GOAL
Give back, unchanged, each line from the one containing "For each instance of the black cable" through the last line of the entries below.

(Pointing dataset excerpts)
• • •
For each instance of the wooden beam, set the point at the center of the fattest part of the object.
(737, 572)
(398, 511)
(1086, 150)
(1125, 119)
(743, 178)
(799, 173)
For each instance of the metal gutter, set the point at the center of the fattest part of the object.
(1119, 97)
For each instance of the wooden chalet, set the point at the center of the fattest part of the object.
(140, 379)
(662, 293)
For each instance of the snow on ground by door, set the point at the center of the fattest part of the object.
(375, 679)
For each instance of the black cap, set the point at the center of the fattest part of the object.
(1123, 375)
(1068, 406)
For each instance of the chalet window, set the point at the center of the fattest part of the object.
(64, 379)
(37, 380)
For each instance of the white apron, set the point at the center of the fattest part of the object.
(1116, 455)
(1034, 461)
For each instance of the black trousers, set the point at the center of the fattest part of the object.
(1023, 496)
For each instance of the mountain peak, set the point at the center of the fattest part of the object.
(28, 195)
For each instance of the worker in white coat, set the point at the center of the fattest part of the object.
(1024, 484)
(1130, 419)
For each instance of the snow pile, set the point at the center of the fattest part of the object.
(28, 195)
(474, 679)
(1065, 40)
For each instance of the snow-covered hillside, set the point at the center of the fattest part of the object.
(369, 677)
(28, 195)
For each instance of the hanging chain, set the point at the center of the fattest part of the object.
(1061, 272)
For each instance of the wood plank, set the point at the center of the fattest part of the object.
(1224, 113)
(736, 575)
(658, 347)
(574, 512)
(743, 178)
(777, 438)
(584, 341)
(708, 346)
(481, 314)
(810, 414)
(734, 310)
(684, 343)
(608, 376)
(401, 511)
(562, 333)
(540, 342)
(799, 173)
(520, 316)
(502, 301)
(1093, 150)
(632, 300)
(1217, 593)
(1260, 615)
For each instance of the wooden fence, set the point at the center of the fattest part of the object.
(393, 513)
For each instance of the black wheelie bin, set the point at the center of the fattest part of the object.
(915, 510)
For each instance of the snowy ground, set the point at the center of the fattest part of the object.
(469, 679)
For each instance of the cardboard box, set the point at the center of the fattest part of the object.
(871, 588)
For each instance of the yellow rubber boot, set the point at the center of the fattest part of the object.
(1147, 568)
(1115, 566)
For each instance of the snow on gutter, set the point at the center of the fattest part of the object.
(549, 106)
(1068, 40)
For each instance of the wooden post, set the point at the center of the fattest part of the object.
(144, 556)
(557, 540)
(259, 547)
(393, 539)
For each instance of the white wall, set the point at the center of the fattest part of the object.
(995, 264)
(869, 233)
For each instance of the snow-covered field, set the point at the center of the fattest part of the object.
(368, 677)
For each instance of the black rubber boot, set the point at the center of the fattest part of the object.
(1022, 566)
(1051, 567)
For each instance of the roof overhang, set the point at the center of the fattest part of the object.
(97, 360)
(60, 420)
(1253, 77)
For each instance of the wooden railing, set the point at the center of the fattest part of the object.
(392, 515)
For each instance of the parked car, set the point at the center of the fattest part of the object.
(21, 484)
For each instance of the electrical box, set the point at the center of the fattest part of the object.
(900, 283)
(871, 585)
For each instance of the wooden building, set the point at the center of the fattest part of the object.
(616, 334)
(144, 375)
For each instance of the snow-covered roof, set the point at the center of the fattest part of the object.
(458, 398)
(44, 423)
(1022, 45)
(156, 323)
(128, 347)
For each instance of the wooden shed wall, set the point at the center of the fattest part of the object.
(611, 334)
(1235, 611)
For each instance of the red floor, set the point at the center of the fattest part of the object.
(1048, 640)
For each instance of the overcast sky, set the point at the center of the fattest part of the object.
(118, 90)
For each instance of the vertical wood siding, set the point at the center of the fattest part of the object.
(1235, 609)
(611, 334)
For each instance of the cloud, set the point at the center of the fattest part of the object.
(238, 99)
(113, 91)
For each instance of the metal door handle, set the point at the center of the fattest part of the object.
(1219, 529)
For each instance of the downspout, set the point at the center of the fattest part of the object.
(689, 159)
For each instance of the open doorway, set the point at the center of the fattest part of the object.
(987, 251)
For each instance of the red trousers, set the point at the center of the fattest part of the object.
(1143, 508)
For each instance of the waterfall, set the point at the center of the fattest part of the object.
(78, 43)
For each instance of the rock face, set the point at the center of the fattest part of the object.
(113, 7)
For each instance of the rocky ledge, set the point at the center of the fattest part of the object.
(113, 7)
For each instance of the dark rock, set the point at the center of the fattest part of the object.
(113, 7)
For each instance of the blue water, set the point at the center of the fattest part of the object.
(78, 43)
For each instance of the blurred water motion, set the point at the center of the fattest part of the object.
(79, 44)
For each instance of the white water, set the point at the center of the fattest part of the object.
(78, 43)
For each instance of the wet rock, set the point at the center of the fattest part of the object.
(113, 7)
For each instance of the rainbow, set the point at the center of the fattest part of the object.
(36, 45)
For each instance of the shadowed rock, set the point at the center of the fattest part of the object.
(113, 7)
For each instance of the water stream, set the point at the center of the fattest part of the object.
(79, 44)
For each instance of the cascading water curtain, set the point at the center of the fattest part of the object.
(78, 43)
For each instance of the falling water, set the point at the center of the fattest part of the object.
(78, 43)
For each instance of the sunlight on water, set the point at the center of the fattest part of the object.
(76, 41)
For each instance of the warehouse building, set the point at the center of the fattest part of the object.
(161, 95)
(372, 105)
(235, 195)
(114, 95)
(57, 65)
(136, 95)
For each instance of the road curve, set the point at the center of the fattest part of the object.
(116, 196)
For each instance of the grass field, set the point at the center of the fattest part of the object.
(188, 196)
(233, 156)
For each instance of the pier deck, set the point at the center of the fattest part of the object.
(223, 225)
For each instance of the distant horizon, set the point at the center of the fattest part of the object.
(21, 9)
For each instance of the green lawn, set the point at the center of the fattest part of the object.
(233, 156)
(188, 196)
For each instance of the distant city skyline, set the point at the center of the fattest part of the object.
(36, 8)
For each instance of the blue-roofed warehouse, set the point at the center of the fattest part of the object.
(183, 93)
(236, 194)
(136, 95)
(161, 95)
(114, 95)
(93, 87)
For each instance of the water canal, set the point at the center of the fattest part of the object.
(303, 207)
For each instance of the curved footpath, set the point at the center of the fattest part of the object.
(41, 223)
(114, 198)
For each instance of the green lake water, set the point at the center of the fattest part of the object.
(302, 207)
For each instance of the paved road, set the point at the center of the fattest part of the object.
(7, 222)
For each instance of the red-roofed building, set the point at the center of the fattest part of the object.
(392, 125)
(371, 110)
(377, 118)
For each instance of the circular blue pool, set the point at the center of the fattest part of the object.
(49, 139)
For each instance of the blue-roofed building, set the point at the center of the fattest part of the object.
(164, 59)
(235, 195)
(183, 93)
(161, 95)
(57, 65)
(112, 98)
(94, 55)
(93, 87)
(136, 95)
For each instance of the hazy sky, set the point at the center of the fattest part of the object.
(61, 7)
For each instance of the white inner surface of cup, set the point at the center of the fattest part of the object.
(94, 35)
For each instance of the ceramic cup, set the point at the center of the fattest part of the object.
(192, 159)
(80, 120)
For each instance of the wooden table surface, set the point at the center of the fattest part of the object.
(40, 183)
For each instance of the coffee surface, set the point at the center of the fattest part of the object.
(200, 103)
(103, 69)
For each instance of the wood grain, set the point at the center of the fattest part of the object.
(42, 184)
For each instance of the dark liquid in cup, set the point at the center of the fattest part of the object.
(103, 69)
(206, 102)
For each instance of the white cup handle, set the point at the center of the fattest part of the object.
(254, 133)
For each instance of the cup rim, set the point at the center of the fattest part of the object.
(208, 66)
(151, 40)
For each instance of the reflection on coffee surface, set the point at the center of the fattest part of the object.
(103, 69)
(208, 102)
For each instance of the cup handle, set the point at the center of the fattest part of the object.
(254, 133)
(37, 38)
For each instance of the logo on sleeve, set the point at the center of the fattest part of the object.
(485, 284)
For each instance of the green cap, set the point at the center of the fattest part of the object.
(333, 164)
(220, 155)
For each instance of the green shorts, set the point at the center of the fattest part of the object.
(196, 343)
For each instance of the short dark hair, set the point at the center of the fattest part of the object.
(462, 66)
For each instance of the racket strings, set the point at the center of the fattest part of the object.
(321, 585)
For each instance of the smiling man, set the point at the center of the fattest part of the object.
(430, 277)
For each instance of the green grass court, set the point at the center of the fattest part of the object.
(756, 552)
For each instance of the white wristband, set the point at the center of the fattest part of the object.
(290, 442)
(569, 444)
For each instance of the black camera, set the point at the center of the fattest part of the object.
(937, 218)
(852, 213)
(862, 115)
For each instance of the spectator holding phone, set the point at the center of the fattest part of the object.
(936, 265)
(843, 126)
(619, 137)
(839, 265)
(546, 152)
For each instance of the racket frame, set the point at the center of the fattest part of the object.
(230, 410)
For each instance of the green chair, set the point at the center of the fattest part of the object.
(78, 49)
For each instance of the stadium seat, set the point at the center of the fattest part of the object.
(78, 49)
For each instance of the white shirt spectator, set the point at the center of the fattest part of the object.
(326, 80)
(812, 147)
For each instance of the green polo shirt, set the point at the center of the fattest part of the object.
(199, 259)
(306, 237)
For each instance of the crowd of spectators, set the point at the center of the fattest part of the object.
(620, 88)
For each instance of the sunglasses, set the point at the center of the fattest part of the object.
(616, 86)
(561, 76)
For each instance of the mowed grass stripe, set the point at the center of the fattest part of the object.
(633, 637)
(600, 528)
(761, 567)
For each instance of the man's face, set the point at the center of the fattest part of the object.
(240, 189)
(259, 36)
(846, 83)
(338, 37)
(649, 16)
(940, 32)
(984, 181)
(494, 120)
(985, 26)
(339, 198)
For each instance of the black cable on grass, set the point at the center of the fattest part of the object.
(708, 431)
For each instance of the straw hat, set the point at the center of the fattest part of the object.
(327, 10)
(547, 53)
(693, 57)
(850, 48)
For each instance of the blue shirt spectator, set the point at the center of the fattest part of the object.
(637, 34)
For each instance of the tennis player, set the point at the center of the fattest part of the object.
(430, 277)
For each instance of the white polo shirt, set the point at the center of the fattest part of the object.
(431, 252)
• • •
CORRECT OUTPUT
For each instance of the black cable on grass, set the point at the center of the fattest part of the object.
(708, 431)
For each instance of the straw hat, set the point at the center of the fattest part of the object.
(327, 10)
(547, 53)
(693, 57)
(850, 48)
For each instance of the blue shirt spectator, set the point at the center of the fattest part of the object.
(637, 34)
For each instance of the tennis player, set the point at the center of the fattest part of the object.
(430, 277)
For each instance of the white polo shirt, set the point at the center of the fattest part of the object.
(431, 252)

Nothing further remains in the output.